▼
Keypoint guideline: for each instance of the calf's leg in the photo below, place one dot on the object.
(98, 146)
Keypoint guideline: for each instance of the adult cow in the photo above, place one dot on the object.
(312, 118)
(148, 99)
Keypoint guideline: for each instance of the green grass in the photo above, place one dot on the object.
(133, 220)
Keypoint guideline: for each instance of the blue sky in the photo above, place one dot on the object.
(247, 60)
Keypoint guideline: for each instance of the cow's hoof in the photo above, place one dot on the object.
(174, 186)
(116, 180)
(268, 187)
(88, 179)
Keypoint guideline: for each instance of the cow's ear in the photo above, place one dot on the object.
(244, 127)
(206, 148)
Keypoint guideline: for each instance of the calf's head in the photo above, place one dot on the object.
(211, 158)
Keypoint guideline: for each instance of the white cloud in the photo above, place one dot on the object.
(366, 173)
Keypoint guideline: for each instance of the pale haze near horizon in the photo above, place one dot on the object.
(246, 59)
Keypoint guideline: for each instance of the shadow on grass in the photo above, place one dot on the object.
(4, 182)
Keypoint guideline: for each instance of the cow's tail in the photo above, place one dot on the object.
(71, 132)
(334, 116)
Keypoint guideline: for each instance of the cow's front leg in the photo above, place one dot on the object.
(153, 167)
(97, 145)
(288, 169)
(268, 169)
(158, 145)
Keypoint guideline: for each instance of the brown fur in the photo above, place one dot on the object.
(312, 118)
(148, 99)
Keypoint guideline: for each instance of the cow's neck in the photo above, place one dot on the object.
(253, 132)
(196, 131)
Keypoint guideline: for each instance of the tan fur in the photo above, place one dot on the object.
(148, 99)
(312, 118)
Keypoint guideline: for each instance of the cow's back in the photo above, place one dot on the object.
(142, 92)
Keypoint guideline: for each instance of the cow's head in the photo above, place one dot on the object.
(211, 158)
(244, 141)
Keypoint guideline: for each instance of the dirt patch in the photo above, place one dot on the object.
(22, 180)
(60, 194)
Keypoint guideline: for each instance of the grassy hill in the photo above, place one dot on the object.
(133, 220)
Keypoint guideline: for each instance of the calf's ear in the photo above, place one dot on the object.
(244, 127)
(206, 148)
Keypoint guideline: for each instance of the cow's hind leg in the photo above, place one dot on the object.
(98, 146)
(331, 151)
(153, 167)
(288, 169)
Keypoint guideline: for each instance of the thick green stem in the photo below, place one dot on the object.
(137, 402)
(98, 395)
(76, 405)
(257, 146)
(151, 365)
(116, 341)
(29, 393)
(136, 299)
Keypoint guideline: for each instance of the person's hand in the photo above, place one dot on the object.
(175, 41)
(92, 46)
▲
◆ **Work to do**
Express the lines starting at the one containing "Keypoint guideline: for each instance of the cow's hind" and ending at the last line as a two-column CSV with headers instruction and points. Give one row per instruction line with the point lines that follow it, each column in a single quoted field with line breaks turned into spaces.

◆ **Correct answer**
instruction,points
"Keypoint guideline: for each instance of the cow's hind leg in the photo above, place one dot on the object.","(98, 146) (331, 151) (153, 167) (288, 169)"
"Keypoint guideline: for each instance of the thick green stem in the photo below, place one dot on the object.","(137, 402) (98, 395) (76, 405) (257, 146) (151, 365) (116, 341) (29, 393) (136, 299)"
"Keypoint guideline: for each instance of the person's hand in the photo above, place one dot on the object.","(175, 41) (92, 46)"